| INSTRUCTIONS FOR THE TASK |
Pick out each line in the material below that contains the word "laptop", and copy those lines.

------ RECORDS FOR THIS EXERCISE

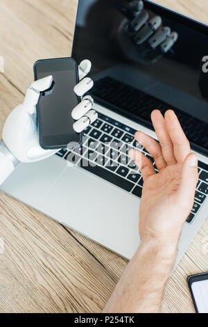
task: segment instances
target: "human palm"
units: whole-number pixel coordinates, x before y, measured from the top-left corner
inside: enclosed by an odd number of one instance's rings
[[[139,234],[141,239],[153,237],[177,241],[193,204],[198,158],[191,152],[173,111],[168,111],[164,118],[159,111],[154,111],[152,121],[160,144],[141,131],[135,138],[154,158],[159,173],[143,153],[130,152],[144,179]]]

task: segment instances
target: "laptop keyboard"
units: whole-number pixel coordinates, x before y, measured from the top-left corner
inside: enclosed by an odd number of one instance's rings
[[[170,106],[156,97],[128,86],[112,77],[104,77],[95,82],[92,95],[106,103],[121,108],[139,119],[144,120],[150,129],[153,125],[150,114],[159,109],[164,115],[168,108],[175,111],[180,122],[190,142],[208,148],[208,124]]]
[[[130,149],[141,151],[153,161],[153,158],[134,138],[137,131],[98,113],[98,118],[84,131],[83,144],[72,151],[63,149],[56,154],[103,180],[141,198],[141,174],[128,156]],[[208,165],[199,162],[199,181],[194,205],[187,218],[191,223],[208,195]]]

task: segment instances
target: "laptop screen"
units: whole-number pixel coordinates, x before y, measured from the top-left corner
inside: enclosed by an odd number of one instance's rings
[[[72,56],[92,61],[97,103],[150,128],[153,109],[173,109],[207,155],[208,27],[138,3],[79,0]]]

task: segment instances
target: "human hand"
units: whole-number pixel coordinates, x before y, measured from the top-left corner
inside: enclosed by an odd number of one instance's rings
[[[151,115],[160,143],[142,131],[135,138],[154,158],[159,170],[144,153],[132,150],[130,156],[141,169],[144,187],[140,204],[141,241],[154,239],[168,248],[178,243],[182,227],[193,205],[198,182],[198,157],[171,110],[164,118],[155,110]]]

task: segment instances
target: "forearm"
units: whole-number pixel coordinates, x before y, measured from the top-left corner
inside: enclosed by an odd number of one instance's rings
[[[167,250],[154,240],[141,243],[103,312],[158,312],[175,256],[175,247]]]

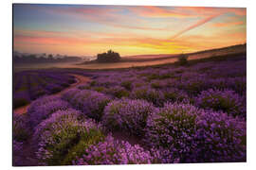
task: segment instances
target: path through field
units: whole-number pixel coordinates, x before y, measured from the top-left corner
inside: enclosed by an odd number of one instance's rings
[[[79,85],[82,85],[83,83],[86,83],[86,82],[89,82],[91,79],[88,77],[88,76],[81,76],[81,75],[74,75],[74,74],[70,74],[71,76],[74,76],[76,77],[76,82],[71,84],[68,88],[65,88],[64,90],[57,93],[57,94],[50,94],[48,96],[58,96],[58,95],[61,95],[62,94],[65,93],[66,91],[74,88],[74,87],[77,87]],[[26,113],[27,109],[29,108],[30,104],[28,105],[26,105],[26,106],[23,106],[23,107],[20,107],[20,108],[17,108],[14,110],[14,113],[18,113],[18,114],[23,114],[23,113]]]
[[[65,93],[66,91],[68,91],[71,88],[77,87],[79,85],[82,85],[83,83],[89,82],[91,79],[87,76],[80,76],[80,75],[73,75],[70,74],[72,76],[74,76],[76,77],[76,82],[71,84],[68,88],[51,94],[49,96],[58,96],[61,95],[62,94]],[[14,113],[18,113],[18,114],[23,114],[26,113],[27,109],[29,108],[30,104],[18,108],[16,110],[14,110]],[[22,160],[22,164],[18,164],[19,166],[36,166],[38,165],[38,161],[36,159],[35,156],[35,149],[32,147],[32,140],[31,137],[29,139],[27,139],[24,144],[23,144],[23,155],[17,155],[15,156],[14,159],[20,159]]]

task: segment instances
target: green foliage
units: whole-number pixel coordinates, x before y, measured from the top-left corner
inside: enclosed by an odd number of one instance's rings
[[[102,142],[105,136],[101,133],[101,131],[90,129],[88,133],[85,133],[81,137],[77,144],[68,150],[68,153],[61,162],[61,165],[72,164],[72,161],[74,161],[77,157],[81,158],[88,146],[97,144],[99,142]]]

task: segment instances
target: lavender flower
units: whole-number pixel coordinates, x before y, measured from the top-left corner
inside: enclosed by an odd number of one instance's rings
[[[154,161],[150,152],[139,145],[115,141],[108,136],[104,142],[85,148],[82,157],[73,161],[73,164],[146,164],[153,163]]]
[[[104,110],[102,124],[109,129],[128,130],[141,136],[147,117],[155,110],[151,103],[144,100],[114,100]]]
[[[246,105],[239,94],[230,90],[213,90],[203,91],[195,98],[199,107],[204,109],[212,109],[222,110],[233,116],[246,116]],[[245,102],[245,101],[244,101]]]

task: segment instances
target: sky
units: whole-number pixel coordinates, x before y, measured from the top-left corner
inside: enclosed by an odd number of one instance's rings
[[[245,8],[13,5],[13,50],[179,54],[245,43]]]

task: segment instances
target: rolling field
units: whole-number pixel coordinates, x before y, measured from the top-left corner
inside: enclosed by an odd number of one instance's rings
[[[13,101],[27,92],[31,104],[13,114],[13,164],[246,162],[247,56],[233,53],[185,65],[18,72]],[[74,82],[70,74],[91,81],[51,95],[49,87]]]

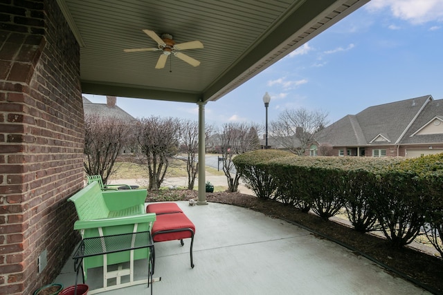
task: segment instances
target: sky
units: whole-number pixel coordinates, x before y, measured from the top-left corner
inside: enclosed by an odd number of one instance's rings
[[[375,105],[443,99],[443,0],[372,0],[216,102],[206,122],[264,125],[284,109],[328,114],[328,124]],[[106,97],[84,95],[95,103]],[[198,120],[195,104],[117,98],[134,117]]]

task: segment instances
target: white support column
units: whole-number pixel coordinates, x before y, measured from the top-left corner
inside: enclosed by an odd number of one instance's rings
[[[199,200],[197,205],[206,205],[206,175],[205,173],[206,144],[205,144],[205,105],[206,102],[199,102]]]

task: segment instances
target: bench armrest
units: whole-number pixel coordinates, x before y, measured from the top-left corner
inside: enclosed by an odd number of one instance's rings
[[[152,222],[156,220],[155,213],[133,215],[131,216],[114,218],[91,219],[77,220],[74,223],[74,229],[96,229],[98,227],[114,227],[135,223]]]
[[[109,211],[118,211],[145,204],[147,191],[145,189],[106,191],[102,191],[102,196]]]

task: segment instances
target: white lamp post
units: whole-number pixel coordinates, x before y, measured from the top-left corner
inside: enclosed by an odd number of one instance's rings
[[[266,145],[264,149],[268,149],[268,106],[269,106],[269,102],[271,102],[271,96],[266,92],[263,95],[263,102],[264,102],[264,108],[266,108]]]

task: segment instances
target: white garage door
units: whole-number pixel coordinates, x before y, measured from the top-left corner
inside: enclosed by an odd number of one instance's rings
[[[417,158],[422,155],[435,155],[436,153],[443,153],[442,149],[407,149],[406,158]]]

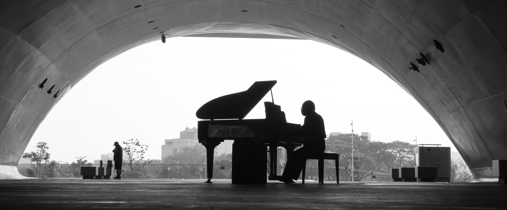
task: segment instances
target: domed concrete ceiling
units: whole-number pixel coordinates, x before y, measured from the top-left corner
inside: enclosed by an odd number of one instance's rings
[[[507,159],[506,8],[493,0],[3,2],[0,177],[20,176],[33,133],[73,86],[165,34],[303,38],[348,52],[417,100],[475,178],[491,178],[491,160]]]

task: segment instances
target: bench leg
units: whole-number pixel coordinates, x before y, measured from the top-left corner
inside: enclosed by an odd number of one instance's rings
[[[305,184],[305,176],[306,176],[305,174],[306,173],[306,161],[305,160],[305,163],[303,165],[303,170],[301,171],[301,174],[302,174],[301,175],[303,177],[302,178],[301,178],[302,184]]]
[[[340,162],[338,162],[338,159],[336,159],[335,160],[335,169],[336,170],[336,184],[340,184],[340,169],[338,168],[339,165],[340,165]]]
[[[324,184],[324,159],[318,159],[318,183]]]

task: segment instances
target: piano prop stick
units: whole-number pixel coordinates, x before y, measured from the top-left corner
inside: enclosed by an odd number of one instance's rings
[[[276,80],[256,81],[248,90],[213,99],[196,112],[205,120],[197,123],[199,142],[207,150],[208,180],[212,183],[213,151],[225,140],[233,140],[233,184],[265,184],[266,169],[269,178],[276,180],[276,148],[285,148],[287,153],[301,146],[304,138],[277,136],[277,133],[288,133],[301,127],[287,122],[280,106],[264,102],[265,119],[244,119],[271,90]],[[266,167],[266,147],[270,147],[270,165]]]

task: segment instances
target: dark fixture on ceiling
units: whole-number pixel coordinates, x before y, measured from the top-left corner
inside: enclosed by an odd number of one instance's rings
[[[418,63],[422,65],[423,66],[425,66],[426,63],[429,64],[429,61],[428,60],[428,58],[426,58],[426,56],[424,56],[424,54],[422,54],[422,53],[419,53],[419,54],[421,56],[421,58],[418,59],[417,58],[415,58],[415,60],[417,61]]]
[[[420,72],[419,71],[419,68],[417,68],[417,66],[416,66],[415,64],[414,64],[414,63],[410,62],[410,65],[412,66],[412,67],[409,67],[409,69],[412,69],[414,71],[417,71],[418,72]]]
[[[443,53],[444,47],[442,47],[442,45],[440,44],[440,43],[439,43],[439,41],[437,41],[437,39],[433,39],[433,41],[435,43],[435,47],[437,48],[437,49],[440,50],[440,51],[442,51],[442,53]]]
[[[53,90],[53,88],[54,88],[54,87],[55,87],[55,85],[53,85],[53,86],[51,86],[51,88],[50,88],[49,90],[48,90],[48,94],[51,94],[51,90]]]
[[[424,54],[423,54],[421,53],[419,53],[419,54],[421,55],[421,58],[415,58],[415,60],[417,61],[417,63],[422,65],[423,66],[425,66],[426,63],[428,64],[429,64],[429,61],[428,60],[428,58],[424,56]]]
[[[58,90],[58,91],[56,92],[56,93],[55,94],[55,95],[53,96],[53,98],[54,98],[56,99],[56,97],[58,97],[58,93],[60,93],[60,91],[61,91],[61,90]]]
[[[41,85],[39,86],[39,87],[41,88],[41,89],[42,89],[42,88],[44,87],[44,83],[46,83],[46,82],[47,81],[48,81],[48,78],[46,78],[46,79],[44,79],[44,80],[42,81],[42,83],[41,83]]]

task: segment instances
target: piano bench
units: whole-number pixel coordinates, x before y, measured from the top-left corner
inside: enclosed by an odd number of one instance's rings
[[[339,165],[339,159],[340,154],[334,152],[322,152],[321,155],[315,156],[307,157],[307,159],[318,160],[318,183],[319,184],[324,184],[324,160],[335,160],[335,168],[336,169],[336,183],[340,184],[340,176],[339,174],[338,166]],[[303,166],[303,179],[301,181],[302,184],[305,184],[305,174],[306,170],[306,161],[305,161]]]

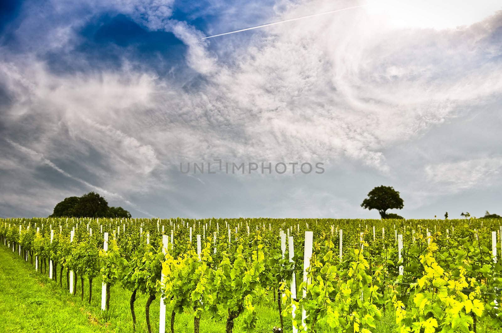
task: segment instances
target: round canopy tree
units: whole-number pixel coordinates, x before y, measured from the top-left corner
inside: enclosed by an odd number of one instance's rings
[[[108,207],[98,194],[90,192],[81,197],[69,197],[58,203],[49,217],[131,217],[121,207]]]
[[[399,196],[399,192],[392,186],[382,185],[375,187],[368,193],[361,207],[369,209],[376,209],[382,218],[387,217],[388,209],[402,209],[404,202]]]
[[[56,205],[54,212],[50,217],[73,216],[75,213],[75,206],[78,203],[78,197],[68,197]]]

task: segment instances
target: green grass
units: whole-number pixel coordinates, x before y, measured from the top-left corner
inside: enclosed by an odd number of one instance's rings
[[[59,273],[59,268],[57,269]],[[93,282],[93,299],[90,304],[89,284],[84,280],[84,300],[81,300],[80,280],[77,284],[76,296],[70,295],[66,288],[66,271],[63,273],[63,288],[58,282],[50,280],[44,274],[35,271],[34,266],[26,262],[7,248],[0,246],[0,333],[63,332],[120,332],[132,333],[133,320],[129,307],[131,292],[119,286],[112,286],[110,290],[109,313],[101,311],[101,280]],[[146,332],[145,305],[147,296],[138,294],[135,308],[137,318],[137,332]],[[153,332],[159,331],[159,298],[150,307],[150,322]],[[277,304],[271,300],[269,304],[258,304],[256,332],[270,333],[274,326],[280,326]],[[166,316],[166,332],[170,332],[170,312]],[[392,311],[383,313],[377,323],[378,333],[395,331],[396,326]],[[193,332],[193,317],[190,313],[177,314],[175,320],[176,333]],[[478,332],[500,333],[479,323]],[[233,331],[243,333],[240,328],[238,318]],[[291,323],[285,319],[286,332],[291,332]],[[203,317],[200,322],[201,333],[223,333],[225,323],[209,317]],[[318,333],[332,331],[320,327]]]

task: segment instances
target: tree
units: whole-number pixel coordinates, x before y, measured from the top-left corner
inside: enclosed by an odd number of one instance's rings
[[[75,206],[75,216],[80,217],[105,217],[108,214],[108,202],[97,193],[89,192],[78,200]]]
[[[121,207],[110,207],[108,209],[107,217],[127,217],[131,218],[131,213]]]
[[[487,210],[484,213],[484,216],[479,218],[502,218],[502,216],[496,214],[490,214]]]
[[[389,214],[386,214],[385,217],[383,217],[386,219],[394,219],[394,220],[404,220],[405,218],[401,215],[399,215],[397,214],[394,214],[393,213],[390,213]]]
[[[61,202],[58,203],[49,217],[62,217],[63,216],[73,216],[75,206],[78,203],[78,197],[68,197],[65,198]]]
[[[126,217],[131,213],[121,207],[108,207],[104,198],[93,192],[81,197],[69,197],[58,203],[49,217]]]
[[[375,187],[368,193],[361,207],[369,209],[376,209],[382,218],[385,218],[388,209],[402,209],[404,202],[399,196],[399,192],[392,186],[382,185]]]

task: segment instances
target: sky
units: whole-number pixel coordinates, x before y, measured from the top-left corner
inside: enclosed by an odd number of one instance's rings
[[[2,2],[0,217],[502,214],[502,4],[460,2]]]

------------

| WRITTEN REPLY |
target: "laptop keyboard"
target: "laptop screen"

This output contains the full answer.